▶ Written request:
Reproduce verbatim the stretch from the line containing "of the rusty" through the end of the entries, both ends included, and nothing else.

▶ Data lines:
**********

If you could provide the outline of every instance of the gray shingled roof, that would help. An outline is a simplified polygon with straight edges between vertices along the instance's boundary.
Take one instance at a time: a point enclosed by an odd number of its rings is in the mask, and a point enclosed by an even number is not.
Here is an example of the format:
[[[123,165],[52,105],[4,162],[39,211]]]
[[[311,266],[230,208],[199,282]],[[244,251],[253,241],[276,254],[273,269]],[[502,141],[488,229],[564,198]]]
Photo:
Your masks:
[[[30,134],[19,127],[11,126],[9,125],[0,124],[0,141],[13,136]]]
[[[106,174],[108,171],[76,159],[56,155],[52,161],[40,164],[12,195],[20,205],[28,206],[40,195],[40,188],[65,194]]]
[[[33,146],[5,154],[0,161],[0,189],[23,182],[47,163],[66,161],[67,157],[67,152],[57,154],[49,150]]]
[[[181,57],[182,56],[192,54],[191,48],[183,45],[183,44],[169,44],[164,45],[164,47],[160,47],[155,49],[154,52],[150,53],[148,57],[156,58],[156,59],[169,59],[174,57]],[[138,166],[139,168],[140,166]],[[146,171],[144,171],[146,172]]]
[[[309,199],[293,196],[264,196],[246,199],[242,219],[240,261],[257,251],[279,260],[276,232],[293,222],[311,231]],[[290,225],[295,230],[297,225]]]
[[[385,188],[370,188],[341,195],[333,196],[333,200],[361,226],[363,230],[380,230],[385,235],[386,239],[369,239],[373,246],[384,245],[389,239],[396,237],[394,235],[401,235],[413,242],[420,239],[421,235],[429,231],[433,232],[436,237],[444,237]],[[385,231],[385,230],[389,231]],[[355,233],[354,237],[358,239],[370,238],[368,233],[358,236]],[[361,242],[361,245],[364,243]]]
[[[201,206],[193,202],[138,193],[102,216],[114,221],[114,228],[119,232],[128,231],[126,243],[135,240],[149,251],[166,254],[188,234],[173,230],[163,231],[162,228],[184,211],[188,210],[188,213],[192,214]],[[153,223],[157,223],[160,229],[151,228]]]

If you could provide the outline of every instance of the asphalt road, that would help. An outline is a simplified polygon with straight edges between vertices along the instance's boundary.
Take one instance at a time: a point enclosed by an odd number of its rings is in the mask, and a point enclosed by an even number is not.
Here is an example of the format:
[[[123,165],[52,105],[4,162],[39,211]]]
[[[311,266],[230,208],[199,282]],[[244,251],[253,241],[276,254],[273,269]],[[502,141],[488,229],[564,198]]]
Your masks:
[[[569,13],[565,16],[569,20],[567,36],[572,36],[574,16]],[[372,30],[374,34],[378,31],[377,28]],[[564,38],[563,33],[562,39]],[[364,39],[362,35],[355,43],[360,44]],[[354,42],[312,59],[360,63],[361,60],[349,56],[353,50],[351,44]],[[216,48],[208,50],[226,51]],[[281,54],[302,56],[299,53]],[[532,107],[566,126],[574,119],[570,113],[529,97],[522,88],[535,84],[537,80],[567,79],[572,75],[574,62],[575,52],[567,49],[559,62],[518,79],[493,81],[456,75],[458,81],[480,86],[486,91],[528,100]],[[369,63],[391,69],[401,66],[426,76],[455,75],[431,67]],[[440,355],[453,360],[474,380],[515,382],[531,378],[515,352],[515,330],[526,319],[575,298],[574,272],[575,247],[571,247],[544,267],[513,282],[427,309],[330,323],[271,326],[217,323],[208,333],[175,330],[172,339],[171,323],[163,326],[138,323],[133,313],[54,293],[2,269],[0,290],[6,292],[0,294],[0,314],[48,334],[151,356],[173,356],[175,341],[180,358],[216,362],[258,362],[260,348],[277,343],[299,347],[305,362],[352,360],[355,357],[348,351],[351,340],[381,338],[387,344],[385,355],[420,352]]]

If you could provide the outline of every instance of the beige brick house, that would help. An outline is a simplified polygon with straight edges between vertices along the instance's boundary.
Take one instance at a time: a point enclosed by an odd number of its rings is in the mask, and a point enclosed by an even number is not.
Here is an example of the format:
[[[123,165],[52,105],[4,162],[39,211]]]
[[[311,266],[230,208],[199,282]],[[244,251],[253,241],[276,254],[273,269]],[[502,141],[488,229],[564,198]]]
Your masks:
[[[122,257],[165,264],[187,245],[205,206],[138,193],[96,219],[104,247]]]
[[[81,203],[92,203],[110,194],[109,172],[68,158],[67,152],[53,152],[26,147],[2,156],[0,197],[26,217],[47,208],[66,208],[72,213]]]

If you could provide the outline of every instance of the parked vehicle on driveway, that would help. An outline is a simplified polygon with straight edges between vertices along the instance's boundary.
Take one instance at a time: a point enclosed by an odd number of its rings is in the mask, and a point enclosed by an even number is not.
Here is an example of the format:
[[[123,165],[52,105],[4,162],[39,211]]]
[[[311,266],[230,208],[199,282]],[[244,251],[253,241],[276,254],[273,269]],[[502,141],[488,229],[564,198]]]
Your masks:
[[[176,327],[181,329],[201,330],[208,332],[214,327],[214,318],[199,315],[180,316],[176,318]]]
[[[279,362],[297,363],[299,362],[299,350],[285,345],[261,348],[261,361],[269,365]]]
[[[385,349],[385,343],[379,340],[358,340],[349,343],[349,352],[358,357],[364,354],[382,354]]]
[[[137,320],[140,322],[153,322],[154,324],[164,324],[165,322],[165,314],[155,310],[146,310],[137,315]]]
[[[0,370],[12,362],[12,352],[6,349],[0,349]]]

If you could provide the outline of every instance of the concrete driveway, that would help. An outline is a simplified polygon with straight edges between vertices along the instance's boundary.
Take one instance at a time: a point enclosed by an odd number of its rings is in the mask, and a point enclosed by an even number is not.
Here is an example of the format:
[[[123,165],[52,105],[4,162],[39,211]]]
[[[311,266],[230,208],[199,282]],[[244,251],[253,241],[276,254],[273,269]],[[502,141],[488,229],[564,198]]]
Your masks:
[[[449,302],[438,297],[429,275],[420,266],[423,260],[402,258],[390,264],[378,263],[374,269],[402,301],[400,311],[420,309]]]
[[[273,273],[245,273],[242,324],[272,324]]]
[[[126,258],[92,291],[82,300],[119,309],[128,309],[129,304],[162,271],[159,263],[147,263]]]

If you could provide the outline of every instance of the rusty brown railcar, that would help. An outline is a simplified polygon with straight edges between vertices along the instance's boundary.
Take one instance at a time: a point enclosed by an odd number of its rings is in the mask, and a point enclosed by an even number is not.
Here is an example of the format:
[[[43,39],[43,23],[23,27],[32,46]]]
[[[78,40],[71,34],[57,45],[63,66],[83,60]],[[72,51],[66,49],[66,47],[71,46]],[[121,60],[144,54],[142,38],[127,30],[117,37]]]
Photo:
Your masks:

**********

▶ Correct response:
If you could provide the outline of every instance of the rusty brown railcar, that would help. An outline is a simplified polygon with straight edges between vertices along the instance's boundary.
Take one instance at a time: a point enclosed by an odd number of its rings is in the mask, and a point enclosed by an even number is not.
Here is an example of the format:
[[[43,39],[43,23],[23,27],[32,46]]]
[[[78,40],[71,34],[57,45],[63,66],[83,60]],[[72,51],[66,49],[66,47],[71,46]],[[121,60],[144,54],[142,38],[127,30],[117,37]]]
Photo:
Your masks:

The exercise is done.